▶ **Set problem**:
How many lines in the items below contain the string "field"? Give only the number.
>> Start
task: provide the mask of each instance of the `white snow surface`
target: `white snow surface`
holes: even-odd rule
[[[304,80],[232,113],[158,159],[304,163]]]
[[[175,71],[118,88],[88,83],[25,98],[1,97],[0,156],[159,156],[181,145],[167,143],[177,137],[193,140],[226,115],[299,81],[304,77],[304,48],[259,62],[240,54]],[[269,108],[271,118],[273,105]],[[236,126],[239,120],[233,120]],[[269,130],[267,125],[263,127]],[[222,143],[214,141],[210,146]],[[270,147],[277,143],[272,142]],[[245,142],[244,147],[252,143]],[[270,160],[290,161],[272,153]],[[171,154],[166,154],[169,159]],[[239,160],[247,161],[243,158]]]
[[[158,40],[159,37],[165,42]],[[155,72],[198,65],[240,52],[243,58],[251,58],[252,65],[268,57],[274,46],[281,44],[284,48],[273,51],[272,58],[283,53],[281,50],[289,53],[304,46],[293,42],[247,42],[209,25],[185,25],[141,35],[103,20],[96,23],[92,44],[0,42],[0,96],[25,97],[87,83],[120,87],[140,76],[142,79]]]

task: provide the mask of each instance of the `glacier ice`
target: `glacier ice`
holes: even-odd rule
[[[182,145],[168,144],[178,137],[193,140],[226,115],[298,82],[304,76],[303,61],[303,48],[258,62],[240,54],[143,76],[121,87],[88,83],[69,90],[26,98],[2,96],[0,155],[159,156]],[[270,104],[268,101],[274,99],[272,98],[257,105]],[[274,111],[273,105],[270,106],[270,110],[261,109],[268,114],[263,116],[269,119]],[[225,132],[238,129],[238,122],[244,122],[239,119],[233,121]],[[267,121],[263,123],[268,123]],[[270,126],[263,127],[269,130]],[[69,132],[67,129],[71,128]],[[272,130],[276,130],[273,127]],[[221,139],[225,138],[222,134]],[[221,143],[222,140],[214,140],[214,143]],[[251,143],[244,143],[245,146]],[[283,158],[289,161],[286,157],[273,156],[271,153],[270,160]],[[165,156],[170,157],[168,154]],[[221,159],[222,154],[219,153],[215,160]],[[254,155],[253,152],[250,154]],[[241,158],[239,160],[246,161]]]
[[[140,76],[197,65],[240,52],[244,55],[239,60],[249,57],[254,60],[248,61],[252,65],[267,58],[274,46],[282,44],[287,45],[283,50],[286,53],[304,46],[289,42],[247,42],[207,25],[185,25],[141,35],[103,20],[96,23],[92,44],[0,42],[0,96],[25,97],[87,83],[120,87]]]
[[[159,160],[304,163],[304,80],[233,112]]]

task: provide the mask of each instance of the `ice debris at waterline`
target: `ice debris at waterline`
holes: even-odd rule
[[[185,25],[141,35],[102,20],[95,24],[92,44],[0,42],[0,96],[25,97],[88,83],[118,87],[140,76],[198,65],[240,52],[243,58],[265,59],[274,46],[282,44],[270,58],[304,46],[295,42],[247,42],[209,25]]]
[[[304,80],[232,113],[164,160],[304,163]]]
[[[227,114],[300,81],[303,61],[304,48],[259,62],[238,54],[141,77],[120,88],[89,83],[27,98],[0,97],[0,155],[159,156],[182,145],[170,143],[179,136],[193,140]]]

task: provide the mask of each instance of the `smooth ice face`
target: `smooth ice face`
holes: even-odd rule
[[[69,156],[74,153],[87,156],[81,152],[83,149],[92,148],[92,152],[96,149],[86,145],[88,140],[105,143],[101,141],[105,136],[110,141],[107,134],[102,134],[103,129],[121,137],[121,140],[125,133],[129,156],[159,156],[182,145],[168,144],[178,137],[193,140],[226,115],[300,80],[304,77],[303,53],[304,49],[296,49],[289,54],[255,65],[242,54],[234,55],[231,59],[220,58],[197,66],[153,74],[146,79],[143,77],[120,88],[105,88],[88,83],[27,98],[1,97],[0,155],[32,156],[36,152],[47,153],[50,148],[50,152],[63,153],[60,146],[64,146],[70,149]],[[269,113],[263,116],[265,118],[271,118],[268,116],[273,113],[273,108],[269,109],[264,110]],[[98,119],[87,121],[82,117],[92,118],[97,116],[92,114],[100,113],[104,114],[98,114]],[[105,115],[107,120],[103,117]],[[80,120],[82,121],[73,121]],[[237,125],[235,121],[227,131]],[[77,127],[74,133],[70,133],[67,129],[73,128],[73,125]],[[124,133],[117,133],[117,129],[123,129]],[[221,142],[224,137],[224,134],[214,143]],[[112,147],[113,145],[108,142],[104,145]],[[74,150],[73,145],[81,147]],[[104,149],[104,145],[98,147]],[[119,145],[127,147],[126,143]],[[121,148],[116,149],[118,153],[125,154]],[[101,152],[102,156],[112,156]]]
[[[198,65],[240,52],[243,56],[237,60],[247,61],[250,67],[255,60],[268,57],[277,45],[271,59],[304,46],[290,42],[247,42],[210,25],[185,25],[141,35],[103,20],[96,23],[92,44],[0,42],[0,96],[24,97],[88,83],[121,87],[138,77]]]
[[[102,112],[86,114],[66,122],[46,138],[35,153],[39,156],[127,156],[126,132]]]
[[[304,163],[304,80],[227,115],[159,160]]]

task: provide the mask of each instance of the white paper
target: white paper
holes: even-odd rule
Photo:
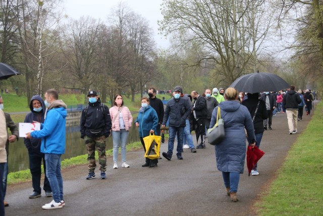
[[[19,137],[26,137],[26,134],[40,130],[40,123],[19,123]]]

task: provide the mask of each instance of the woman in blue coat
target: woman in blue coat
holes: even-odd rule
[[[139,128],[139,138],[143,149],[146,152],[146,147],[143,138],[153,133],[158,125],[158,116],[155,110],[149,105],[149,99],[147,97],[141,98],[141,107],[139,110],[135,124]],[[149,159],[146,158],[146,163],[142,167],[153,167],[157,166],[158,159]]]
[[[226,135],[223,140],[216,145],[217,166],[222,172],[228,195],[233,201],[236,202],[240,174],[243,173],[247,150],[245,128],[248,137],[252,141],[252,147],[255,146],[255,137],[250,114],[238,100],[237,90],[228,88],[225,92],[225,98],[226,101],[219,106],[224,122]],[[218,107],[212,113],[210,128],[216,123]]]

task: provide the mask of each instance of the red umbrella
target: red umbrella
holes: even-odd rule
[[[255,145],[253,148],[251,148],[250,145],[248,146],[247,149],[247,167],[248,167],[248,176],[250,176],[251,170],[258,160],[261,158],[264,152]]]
>> End
>> Start
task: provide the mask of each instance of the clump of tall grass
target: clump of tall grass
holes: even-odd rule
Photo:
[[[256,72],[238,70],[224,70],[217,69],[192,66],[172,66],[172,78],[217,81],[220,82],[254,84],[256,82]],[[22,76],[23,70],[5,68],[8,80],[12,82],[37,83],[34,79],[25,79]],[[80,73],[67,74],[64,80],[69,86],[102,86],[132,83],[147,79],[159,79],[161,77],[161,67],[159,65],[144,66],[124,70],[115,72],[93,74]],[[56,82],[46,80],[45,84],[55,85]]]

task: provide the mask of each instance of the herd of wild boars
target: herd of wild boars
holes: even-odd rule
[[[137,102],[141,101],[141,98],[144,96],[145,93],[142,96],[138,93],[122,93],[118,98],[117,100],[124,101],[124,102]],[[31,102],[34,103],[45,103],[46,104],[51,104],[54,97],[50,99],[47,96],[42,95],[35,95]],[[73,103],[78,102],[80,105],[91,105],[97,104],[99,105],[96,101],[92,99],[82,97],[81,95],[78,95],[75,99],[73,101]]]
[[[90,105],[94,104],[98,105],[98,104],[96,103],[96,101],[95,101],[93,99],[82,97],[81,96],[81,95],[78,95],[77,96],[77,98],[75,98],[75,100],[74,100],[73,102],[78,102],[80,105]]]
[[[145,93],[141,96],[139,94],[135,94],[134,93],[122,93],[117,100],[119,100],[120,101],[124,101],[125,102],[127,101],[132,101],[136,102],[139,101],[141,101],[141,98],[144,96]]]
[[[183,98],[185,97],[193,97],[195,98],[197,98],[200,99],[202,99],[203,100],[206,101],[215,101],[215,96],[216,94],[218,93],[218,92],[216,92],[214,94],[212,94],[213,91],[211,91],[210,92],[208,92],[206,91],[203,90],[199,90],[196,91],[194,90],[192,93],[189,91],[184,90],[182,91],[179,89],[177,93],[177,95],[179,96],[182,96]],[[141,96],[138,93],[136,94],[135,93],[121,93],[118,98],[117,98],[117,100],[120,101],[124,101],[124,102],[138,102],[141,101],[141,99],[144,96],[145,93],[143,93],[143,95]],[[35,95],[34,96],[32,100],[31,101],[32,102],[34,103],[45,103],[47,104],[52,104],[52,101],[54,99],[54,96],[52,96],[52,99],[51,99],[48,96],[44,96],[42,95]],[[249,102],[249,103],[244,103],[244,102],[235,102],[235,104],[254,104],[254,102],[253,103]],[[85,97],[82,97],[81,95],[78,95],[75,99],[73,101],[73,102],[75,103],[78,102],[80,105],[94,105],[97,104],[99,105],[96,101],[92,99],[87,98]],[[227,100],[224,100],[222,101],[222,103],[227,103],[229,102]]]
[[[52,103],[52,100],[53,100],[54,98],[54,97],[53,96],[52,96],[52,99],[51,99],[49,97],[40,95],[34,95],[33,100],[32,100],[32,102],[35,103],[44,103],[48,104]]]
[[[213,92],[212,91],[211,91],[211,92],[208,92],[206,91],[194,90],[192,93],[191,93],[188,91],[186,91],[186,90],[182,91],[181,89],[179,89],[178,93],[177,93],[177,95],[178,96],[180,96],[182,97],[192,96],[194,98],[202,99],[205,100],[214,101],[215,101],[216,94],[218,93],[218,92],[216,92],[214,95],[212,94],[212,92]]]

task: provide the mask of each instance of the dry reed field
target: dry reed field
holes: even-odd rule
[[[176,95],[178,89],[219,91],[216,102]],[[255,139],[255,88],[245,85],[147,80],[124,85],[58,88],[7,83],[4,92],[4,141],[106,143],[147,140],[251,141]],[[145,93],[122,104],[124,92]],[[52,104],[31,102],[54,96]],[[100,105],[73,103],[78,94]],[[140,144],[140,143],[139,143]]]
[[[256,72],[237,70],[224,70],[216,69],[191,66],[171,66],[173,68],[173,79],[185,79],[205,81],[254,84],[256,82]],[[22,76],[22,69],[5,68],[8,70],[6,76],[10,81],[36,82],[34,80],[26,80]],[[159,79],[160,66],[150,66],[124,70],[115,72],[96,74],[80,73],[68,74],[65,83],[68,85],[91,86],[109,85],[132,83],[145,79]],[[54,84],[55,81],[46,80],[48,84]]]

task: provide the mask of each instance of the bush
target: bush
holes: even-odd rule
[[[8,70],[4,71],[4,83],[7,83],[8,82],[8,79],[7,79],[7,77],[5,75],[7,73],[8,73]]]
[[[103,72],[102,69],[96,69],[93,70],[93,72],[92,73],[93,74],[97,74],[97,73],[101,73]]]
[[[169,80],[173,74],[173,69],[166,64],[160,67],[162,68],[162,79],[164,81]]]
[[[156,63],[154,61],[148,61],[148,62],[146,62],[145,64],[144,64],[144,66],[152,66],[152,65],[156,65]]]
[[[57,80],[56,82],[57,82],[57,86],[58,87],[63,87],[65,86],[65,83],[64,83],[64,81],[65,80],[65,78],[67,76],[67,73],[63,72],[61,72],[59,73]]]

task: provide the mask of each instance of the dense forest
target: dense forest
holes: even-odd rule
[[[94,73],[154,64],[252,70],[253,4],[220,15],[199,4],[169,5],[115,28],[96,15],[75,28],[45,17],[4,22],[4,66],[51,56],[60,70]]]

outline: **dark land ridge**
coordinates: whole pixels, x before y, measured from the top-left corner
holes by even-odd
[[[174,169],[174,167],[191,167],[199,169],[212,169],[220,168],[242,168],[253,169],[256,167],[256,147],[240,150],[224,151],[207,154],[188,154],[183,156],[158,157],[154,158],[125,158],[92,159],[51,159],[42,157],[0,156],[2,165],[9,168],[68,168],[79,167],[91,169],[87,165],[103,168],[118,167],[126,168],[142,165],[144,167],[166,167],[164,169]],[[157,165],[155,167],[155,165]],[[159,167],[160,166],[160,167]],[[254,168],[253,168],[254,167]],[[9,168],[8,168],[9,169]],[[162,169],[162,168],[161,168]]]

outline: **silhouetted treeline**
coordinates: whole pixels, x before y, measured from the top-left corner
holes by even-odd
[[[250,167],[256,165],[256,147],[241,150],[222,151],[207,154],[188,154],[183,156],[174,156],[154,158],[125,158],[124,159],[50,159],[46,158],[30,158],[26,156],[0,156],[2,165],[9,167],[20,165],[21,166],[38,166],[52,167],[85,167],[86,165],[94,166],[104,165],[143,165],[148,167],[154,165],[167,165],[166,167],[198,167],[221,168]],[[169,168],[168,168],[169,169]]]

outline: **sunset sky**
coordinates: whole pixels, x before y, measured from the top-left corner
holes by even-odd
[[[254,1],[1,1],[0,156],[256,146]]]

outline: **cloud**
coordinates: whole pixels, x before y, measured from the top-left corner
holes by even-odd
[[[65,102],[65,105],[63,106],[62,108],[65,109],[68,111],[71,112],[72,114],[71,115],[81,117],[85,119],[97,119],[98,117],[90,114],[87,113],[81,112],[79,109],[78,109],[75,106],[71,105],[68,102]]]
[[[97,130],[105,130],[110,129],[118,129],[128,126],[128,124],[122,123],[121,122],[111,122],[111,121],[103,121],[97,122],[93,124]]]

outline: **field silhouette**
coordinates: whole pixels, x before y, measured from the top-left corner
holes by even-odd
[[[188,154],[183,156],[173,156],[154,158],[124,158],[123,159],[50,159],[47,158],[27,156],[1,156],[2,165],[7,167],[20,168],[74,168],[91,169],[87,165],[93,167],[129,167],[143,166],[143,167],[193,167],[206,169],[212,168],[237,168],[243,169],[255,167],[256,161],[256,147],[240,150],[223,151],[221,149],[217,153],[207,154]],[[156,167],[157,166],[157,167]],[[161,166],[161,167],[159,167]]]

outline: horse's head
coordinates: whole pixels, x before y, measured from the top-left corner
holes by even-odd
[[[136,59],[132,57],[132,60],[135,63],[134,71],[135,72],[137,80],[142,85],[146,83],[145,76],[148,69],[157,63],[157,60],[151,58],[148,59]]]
>> End
>> Start
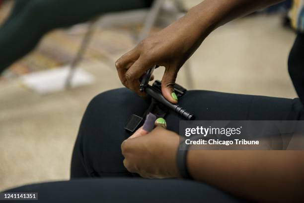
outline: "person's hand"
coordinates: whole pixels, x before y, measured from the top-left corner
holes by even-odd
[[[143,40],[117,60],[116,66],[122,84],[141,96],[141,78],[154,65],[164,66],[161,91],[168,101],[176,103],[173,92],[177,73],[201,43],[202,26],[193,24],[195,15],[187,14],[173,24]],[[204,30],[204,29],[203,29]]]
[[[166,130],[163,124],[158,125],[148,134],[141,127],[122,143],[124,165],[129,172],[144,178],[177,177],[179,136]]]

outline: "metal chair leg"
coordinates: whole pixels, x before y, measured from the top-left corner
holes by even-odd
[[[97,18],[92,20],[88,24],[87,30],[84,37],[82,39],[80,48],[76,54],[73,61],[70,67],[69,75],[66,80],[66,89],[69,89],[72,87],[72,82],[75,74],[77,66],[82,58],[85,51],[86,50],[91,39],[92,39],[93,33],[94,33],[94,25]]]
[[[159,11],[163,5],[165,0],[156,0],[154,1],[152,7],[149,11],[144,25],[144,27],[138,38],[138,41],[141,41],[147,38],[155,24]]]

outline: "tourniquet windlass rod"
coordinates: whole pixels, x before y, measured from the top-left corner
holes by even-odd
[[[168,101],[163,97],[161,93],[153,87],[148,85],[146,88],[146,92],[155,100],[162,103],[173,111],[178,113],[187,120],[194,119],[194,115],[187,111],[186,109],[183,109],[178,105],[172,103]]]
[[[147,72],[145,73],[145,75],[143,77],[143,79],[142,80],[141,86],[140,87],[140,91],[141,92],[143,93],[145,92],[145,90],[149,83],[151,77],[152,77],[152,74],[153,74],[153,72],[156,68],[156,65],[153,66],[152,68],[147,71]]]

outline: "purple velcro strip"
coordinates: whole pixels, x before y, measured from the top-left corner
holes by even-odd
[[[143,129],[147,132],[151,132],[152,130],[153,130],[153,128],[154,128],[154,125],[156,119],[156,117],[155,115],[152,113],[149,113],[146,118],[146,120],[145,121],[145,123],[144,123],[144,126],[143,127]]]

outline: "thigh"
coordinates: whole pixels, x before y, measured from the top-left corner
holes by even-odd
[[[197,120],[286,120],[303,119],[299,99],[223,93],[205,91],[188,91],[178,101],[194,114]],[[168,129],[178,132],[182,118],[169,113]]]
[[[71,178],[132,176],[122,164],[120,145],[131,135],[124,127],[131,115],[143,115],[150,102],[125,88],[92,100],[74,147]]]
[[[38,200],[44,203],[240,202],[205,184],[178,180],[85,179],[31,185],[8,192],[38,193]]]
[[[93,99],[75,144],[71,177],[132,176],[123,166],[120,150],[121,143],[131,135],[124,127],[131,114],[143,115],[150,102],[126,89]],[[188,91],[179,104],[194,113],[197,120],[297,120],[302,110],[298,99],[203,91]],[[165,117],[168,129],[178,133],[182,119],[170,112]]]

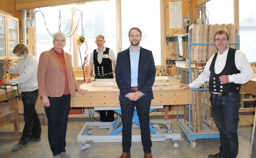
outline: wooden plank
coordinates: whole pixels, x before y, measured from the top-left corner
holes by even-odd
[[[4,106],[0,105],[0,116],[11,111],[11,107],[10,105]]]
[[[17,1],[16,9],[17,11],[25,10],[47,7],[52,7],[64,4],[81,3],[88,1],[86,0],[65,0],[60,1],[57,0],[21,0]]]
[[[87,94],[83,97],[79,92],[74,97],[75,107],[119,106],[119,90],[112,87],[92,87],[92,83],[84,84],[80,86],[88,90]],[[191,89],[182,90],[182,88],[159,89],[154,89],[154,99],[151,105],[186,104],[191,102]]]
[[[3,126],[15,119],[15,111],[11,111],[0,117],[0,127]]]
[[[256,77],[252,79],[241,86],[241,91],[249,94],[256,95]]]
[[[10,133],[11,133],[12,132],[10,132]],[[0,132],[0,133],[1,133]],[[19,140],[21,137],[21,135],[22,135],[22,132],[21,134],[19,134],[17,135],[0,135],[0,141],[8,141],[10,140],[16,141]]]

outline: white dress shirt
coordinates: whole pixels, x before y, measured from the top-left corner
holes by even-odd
>> End
▶ **The completed task**:
3